## begin SOURCE DOCUMENT

Counsel will therefore procedurally waive a defendant’s public trial rights by not asserting them at the right time. LaChance, 469 Mass. at 857; Commonwealth v. Morganti, 467 Mass. 96, 101-102 (2014). “A procedural waiver may occur [even] where the failure to object is inadvertent.” Commonwealth v. Wall, 469 Mass. 652, 672-673 (2014). “Such waiver need not be consented to by the defendant,” Vargas, 475 Mass. at 357, because “[t]he procedural waiver of a claim, as opposed to a defendant’s express or implied consent to the loss of a substantive constitutional right, need not be ‘knowing’ and ‘intelligent,’ ” Deeran, supra, at 142.
There are three ways that defense counsel can procedurally waive the defendant’s right to a public jury selection process. First, if the lawyer knew that the voir dire process was closed to the public, but did not object, that constitutes a procedural waiver. See Vargas, 475 Mass. at 357 & n.27; Commonwealth v. Penn, 472 Mass. 610, 622-623 (2015); Morganti, 467 Mass. at 97 & 102; Alebord, 467 Mass. at 113; Commonwealth v. Dyer, 460 Mass. 728, 734 & 736 (2011); Commonwealth v. Horton, 434 Mass. 823, 832 (2001). That is true even if defense counsel did not object because he or she “did not understand that the public had a right to be present during the jury empanelment phase of the trial proceedings.” Weaver, 474 Mass. at 814-815.

## end SOURCE DOCUMENT
## begin DATA LISTING

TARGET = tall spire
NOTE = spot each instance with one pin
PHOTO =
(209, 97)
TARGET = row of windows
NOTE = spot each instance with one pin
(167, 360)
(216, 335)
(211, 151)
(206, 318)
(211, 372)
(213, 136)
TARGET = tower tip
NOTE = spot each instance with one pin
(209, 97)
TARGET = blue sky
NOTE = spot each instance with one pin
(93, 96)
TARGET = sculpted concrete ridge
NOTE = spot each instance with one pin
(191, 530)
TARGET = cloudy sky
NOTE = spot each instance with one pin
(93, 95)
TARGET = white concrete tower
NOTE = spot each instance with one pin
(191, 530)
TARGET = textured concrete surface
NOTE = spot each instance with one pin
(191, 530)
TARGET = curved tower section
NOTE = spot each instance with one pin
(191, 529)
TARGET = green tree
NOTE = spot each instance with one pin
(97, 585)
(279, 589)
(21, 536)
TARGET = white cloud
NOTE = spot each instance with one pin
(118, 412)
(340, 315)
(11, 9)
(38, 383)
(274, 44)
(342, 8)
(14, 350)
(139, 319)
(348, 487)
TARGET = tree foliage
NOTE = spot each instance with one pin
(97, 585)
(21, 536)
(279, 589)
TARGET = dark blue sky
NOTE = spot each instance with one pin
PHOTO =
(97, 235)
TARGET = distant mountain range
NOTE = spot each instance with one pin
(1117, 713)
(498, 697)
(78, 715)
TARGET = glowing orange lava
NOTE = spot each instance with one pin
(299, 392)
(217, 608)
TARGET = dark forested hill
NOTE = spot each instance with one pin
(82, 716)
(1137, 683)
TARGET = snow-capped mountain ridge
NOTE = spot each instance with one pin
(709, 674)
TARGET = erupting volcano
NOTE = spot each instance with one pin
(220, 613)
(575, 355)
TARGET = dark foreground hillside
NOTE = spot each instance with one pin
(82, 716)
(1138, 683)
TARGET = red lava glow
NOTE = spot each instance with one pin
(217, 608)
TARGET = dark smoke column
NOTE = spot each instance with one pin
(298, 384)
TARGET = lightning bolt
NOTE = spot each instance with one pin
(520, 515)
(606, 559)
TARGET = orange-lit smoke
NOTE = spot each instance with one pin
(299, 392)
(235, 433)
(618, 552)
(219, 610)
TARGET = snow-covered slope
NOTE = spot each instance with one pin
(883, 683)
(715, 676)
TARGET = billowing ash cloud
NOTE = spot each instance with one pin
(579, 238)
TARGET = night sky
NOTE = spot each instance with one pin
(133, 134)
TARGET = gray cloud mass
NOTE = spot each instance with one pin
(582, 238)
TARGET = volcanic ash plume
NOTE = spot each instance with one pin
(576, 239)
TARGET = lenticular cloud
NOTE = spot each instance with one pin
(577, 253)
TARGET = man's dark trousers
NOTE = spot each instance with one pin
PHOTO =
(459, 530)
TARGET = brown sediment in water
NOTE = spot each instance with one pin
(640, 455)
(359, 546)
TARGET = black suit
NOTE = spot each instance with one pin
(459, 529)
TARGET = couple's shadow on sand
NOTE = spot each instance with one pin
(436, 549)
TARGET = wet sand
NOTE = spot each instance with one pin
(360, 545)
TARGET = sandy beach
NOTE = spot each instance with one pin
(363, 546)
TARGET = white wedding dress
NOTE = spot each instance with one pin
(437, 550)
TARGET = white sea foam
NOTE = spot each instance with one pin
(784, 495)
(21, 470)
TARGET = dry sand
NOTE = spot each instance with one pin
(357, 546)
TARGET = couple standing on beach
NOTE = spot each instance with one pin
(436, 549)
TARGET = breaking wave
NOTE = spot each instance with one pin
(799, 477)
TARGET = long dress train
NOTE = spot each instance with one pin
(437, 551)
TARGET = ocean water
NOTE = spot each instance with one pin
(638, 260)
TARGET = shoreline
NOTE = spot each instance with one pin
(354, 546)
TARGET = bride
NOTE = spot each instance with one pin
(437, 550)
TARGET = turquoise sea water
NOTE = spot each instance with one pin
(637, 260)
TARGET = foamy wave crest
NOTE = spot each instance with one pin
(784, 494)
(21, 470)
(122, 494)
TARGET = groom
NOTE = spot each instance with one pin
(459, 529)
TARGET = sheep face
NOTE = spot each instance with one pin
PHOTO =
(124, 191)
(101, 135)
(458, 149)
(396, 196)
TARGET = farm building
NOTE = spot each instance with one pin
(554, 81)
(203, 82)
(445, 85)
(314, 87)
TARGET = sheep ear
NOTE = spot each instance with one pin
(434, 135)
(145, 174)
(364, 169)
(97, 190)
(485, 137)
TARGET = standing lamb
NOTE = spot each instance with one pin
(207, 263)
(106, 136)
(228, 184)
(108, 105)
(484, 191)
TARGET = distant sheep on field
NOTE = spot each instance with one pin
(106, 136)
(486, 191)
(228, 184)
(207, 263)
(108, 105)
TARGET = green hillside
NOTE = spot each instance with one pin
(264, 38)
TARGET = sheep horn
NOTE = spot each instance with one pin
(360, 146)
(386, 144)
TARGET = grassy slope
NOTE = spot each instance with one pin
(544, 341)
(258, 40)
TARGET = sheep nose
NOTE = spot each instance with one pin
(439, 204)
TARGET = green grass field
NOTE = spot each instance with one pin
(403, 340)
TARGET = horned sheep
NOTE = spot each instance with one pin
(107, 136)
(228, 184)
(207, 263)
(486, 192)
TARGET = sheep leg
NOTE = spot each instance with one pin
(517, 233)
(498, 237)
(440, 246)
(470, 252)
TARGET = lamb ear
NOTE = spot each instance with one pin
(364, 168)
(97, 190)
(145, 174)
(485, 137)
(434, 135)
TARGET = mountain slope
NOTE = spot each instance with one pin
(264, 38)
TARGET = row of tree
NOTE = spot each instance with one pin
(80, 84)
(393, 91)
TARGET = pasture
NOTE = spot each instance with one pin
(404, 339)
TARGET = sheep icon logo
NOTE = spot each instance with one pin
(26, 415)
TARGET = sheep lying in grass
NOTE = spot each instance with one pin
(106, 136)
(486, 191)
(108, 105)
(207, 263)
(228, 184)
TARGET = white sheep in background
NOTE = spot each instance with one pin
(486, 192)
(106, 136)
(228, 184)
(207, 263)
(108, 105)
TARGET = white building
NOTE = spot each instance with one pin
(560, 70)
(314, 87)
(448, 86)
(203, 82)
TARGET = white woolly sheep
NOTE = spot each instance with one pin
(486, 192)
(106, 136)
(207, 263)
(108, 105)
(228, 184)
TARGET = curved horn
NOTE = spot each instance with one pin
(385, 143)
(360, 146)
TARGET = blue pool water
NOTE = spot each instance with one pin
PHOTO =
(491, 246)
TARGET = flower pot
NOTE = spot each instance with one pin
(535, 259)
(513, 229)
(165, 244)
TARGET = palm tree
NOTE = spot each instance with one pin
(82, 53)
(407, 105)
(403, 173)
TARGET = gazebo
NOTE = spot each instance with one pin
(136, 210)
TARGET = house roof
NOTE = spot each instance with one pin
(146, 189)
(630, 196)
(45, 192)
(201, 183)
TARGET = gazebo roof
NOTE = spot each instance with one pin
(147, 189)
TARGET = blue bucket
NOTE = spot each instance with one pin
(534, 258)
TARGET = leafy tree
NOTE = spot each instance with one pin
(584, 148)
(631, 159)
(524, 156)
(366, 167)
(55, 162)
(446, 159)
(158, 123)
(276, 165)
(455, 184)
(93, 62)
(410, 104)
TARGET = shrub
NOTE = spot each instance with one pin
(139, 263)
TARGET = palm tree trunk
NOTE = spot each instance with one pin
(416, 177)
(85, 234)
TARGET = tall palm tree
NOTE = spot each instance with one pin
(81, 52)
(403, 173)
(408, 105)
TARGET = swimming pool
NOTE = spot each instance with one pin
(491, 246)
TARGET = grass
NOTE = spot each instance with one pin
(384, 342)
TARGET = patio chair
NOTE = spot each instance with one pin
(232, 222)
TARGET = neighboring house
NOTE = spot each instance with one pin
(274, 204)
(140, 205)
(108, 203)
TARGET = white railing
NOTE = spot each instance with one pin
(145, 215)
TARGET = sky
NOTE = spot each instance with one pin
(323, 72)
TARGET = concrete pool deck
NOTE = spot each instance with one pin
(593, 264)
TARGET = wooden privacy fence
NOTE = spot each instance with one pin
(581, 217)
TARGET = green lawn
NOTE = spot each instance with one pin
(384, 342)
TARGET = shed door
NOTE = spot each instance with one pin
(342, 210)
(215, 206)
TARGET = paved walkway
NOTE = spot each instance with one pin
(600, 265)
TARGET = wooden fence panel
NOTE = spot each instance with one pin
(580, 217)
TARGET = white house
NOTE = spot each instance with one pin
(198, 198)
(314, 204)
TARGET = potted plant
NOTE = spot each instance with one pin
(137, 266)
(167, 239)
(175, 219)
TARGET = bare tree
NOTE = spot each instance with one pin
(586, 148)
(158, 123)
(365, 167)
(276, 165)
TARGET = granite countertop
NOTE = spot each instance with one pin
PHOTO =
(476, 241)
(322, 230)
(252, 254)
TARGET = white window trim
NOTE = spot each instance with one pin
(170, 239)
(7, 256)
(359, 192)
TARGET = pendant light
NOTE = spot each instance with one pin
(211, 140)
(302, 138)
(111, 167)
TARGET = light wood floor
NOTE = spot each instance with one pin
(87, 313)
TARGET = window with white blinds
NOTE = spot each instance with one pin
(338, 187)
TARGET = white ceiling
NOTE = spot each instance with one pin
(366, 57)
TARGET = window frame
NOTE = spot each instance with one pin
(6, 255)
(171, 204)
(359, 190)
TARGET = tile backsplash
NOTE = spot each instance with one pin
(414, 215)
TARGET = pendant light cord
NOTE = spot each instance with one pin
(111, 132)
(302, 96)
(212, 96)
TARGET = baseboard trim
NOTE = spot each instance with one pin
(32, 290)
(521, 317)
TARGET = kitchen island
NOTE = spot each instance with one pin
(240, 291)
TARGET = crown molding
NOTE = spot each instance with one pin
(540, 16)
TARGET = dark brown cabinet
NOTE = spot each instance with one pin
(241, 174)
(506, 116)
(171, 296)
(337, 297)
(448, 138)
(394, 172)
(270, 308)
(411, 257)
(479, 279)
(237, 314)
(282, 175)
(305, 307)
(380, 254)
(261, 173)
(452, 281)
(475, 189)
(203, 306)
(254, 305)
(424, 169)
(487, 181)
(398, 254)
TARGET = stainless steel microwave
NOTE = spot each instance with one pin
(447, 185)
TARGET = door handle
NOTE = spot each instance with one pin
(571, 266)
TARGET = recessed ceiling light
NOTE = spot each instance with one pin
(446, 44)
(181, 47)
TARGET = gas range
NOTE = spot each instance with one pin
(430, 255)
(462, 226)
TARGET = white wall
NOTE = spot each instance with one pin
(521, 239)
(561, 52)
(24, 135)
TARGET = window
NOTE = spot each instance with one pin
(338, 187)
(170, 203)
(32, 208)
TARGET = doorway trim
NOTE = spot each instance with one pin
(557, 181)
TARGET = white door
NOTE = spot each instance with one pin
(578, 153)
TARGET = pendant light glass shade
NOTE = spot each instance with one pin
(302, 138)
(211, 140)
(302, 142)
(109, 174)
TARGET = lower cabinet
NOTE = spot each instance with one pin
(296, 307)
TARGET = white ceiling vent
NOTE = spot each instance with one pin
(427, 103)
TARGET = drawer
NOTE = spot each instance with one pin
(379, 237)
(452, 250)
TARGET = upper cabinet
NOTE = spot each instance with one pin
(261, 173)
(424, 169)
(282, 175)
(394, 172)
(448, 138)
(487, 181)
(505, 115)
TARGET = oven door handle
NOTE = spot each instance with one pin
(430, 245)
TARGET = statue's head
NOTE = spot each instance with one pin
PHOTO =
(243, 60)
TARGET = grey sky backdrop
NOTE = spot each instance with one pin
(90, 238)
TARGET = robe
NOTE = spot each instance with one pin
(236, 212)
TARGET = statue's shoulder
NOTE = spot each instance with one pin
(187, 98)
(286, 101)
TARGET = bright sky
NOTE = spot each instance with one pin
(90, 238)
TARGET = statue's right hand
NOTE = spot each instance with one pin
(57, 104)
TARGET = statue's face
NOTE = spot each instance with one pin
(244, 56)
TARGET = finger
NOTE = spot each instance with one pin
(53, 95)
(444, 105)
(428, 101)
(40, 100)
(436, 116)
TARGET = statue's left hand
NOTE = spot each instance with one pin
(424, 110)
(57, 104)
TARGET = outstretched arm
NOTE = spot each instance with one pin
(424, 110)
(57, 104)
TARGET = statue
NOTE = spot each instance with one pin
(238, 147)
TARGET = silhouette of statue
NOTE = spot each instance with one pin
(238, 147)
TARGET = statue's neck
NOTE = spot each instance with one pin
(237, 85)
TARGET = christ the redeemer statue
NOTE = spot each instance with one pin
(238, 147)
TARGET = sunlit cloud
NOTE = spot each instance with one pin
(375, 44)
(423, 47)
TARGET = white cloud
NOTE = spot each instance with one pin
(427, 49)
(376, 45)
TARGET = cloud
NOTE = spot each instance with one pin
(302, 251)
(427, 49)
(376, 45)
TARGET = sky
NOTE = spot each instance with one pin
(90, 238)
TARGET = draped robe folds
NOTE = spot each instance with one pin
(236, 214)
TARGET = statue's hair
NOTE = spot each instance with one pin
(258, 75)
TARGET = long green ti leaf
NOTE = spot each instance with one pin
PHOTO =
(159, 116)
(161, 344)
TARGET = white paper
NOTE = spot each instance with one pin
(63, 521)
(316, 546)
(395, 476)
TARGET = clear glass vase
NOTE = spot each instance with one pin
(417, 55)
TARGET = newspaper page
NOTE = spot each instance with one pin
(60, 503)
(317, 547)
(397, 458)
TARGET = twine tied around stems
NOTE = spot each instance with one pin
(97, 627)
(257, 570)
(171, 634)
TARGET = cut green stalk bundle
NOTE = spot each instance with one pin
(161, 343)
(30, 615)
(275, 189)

## end DATA LISTING

SHORT TASK A:
According to the passage on procedural waiver of public trial rights, why does counsel's procedural waiver not require the defendant's consent?
SHORT TASK B:
In the passage on procedural waiver of public trial rights, copy the stretch from "Counsel will therefore" through "supra, at 142.", substituting "procedural forfeiture" for "procedural waiver" wherever it appears.
These data have no connection to the text.

EXERCISE ANSWER A:
A procedural waiver of a claim, unlike a defendant's express or implied consent to losing a substantive constitutional right, does not have to be knowing and intelligent. So counsel can waive the public trial right without the defendant agreeing to it.

EXERCISE ANSWER B:
Counsel will therefore procedurally waive a defendant’s public trial rights by not asserting them at the right time. LaChance, 469 Mass. at 857; Commonwealth v. Morganti, 467 Mass. 96, 101-102 (2014). “A procedural forfeiture may occur [even] where the failure to object is inadvertent.” Commonwealth v. Wall, 469 Mass. 652, 672-673 (2014). “Such waiver need not be consented to by the defendant,” Vargas, 475 Mass. at 357, because “[t]he procedural forfeiture of a claim, as opposed to a defendant’s express or implied consent to the loss of a substantive constitutional right, need not be ‘knowing’ and ‘intelligent,’ ” Deeran, supra, at 142.